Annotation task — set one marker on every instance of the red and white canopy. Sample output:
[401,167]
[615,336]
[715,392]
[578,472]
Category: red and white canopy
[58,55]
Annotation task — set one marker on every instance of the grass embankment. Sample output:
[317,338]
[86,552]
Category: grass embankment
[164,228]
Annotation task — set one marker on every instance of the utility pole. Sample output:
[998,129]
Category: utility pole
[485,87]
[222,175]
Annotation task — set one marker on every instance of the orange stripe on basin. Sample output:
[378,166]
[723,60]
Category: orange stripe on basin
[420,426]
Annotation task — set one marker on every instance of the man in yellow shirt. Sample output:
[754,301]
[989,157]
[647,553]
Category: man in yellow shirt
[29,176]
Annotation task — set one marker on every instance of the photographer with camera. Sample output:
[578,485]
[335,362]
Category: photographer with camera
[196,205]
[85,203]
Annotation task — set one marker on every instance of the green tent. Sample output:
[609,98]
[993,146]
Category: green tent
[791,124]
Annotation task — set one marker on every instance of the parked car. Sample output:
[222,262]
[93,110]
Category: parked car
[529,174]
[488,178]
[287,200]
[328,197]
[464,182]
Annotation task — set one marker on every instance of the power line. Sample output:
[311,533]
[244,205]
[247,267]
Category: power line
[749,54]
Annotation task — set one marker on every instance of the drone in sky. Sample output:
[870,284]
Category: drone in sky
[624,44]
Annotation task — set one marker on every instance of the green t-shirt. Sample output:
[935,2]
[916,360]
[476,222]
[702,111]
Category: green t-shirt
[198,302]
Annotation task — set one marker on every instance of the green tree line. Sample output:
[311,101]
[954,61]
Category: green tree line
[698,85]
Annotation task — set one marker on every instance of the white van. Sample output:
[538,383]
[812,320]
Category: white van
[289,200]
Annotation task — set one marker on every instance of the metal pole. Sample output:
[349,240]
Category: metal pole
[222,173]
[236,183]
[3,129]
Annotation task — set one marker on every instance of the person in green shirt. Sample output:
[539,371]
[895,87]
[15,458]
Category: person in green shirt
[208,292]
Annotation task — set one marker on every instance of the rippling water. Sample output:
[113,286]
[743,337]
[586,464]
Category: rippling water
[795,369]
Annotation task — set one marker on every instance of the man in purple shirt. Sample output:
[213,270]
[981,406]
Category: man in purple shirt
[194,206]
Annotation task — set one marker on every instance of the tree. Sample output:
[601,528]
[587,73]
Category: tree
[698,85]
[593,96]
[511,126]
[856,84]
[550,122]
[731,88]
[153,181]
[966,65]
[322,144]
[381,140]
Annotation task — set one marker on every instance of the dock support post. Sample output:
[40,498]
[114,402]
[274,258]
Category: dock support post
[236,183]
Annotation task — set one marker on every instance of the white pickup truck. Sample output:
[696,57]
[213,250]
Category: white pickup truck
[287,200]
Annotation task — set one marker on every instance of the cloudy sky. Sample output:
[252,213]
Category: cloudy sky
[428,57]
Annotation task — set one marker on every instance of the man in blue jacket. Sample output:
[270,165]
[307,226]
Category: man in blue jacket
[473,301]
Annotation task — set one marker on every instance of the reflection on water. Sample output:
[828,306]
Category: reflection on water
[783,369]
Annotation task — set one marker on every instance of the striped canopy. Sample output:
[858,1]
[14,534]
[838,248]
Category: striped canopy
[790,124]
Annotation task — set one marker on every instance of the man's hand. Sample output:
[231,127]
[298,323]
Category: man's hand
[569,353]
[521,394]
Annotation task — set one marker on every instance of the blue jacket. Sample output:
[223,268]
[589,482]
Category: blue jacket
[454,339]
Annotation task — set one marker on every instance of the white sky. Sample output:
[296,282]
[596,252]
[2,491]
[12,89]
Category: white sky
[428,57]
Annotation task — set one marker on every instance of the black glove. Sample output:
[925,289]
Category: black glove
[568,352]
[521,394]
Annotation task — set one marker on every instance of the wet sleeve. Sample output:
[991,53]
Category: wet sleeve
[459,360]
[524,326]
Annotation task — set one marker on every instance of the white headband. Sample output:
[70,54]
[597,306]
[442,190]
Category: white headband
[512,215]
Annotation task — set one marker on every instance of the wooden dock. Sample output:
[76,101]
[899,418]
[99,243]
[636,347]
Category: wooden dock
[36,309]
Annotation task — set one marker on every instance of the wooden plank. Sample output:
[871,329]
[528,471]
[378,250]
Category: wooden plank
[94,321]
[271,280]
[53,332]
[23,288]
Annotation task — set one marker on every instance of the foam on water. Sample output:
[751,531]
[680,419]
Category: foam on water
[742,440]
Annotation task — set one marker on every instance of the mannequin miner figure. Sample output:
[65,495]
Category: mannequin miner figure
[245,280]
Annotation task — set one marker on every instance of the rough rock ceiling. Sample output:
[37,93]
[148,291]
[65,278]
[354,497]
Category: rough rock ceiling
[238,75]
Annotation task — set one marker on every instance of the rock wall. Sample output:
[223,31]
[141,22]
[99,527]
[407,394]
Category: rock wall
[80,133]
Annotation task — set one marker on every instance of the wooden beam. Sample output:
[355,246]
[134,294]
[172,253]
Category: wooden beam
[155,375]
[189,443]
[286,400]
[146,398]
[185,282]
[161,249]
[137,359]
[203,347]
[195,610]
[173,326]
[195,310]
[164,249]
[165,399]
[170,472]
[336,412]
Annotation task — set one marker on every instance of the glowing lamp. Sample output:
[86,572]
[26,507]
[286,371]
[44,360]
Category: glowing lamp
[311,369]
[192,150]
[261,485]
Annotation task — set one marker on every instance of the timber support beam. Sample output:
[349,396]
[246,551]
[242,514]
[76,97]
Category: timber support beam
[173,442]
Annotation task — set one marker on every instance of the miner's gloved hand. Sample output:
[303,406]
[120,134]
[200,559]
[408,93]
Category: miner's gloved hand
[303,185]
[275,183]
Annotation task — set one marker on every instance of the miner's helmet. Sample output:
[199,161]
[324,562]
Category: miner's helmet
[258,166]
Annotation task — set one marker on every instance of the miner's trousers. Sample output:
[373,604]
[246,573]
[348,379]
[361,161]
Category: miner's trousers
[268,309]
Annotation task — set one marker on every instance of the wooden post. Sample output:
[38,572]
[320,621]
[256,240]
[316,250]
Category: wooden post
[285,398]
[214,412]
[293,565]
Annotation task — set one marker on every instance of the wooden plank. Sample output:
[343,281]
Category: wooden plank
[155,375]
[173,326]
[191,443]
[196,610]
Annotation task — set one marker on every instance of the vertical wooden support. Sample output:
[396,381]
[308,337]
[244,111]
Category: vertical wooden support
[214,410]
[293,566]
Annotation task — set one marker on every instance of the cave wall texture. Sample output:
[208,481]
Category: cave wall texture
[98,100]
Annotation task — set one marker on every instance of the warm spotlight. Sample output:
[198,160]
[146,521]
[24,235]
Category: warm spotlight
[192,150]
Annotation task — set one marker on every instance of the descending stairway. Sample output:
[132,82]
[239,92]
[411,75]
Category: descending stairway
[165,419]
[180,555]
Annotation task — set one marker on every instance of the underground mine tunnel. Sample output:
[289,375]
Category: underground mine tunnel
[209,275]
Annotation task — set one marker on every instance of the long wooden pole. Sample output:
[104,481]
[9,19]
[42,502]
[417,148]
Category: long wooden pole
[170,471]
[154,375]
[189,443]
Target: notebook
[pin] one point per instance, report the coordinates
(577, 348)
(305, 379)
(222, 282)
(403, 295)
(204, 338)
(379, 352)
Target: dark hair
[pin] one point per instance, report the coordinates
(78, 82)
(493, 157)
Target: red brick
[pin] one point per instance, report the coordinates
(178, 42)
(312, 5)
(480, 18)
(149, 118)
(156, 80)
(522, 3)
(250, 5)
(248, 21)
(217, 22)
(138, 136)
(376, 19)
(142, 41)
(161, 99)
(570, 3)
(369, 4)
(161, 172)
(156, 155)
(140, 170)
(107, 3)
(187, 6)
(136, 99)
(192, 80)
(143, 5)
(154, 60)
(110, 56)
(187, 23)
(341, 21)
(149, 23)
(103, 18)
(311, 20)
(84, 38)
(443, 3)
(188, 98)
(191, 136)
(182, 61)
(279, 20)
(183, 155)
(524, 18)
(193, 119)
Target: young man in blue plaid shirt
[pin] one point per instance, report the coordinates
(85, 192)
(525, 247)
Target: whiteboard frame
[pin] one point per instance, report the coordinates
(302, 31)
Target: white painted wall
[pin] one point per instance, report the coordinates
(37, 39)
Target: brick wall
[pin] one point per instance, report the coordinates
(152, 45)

=-=-=

- [PROBLEM REQUIREMENTS] The expected output is every line of the records in which the string "Target" appears.

- [EXERCISE RESPONSE]
Target: notebook
Target: dark hair
Target: red brick
Target: young man in blue plaid shirt
Target: whiteboard frame
Target: white painted wall
Target: brick wall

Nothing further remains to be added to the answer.